Testo riportato
┄┄┄┄┄┄┄┄┄┄
La questione concernente l’applicabilità dell’esimente di cui all’art. 384 comma primo cod. pen.

Corte di Cassazione, penale,
Sentenza|11 marzo 2021| n. 9806.

La questione concernente l’applicabilità dell’esimente di cui all’art. 384, comma primo, cod. pen., che configura una causa di esclusione della colpevolezza, può essere dedotta per la prima volta nel giudizio di legittimità trattandosi di questione rilevabile anche d’ufficio nel giudizio di cassazione ai sensi degli artt. 129 comma 1 e 609 comma 2 cod. proc. pen.
┄┄┄┄┄┄┄┄┄┄
Esercizio assegnato
Riassumi in due frasi il testo riportato sopra.
┄┄┄┄┄┄┄┄┄┄
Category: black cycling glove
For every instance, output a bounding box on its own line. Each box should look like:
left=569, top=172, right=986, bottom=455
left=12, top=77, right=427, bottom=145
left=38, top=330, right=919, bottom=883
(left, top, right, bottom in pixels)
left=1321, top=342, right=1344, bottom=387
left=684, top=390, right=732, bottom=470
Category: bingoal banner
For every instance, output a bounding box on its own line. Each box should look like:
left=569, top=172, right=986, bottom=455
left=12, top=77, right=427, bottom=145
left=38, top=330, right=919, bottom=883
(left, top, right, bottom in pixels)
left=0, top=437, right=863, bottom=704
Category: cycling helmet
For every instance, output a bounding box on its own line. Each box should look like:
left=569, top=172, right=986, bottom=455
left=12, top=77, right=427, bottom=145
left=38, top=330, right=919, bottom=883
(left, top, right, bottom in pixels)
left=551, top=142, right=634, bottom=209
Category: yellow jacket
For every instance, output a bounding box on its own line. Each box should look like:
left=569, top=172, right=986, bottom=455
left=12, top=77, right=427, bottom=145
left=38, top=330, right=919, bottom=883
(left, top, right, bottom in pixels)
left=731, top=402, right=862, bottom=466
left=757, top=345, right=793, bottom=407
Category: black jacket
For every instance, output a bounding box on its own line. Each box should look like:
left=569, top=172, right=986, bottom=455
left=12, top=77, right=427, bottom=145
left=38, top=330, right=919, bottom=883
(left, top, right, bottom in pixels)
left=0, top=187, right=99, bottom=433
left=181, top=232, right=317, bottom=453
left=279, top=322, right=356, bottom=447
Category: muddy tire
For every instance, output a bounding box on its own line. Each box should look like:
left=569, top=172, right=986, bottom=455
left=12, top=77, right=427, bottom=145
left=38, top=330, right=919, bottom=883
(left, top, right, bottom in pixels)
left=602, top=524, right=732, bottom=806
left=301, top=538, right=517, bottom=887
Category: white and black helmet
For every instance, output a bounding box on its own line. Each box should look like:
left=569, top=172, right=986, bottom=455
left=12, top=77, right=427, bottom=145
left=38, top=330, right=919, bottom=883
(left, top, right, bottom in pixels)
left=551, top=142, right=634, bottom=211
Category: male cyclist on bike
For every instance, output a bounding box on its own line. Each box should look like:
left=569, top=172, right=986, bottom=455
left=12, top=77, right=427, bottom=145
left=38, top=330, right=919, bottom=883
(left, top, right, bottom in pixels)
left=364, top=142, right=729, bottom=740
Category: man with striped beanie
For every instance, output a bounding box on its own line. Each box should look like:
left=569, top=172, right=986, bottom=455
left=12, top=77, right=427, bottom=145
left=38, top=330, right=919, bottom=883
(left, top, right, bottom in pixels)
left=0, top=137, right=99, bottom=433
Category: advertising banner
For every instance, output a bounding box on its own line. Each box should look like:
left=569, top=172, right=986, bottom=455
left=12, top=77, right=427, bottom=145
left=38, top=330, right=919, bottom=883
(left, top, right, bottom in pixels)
┄┄┄┄┄┄┄┄┄┄
Risposta al compito
La sentenza n. 9806 dell'11 marzo 2021 della Corte di Cassazione penale riguarda l'applicabilità dell'esimente dell'art. 384, comma primo, cod. pen., che configura una causa di esclusione della colpevolezza. Secondo la Corte, la questione può essere dedotta per la prima volta nel giudizio di legittimità, perché è rilevabile anche d'ufficio in cassazione ai sensi degli artt. 129 comma 1 e 609 comma 2 cod. proc. pen.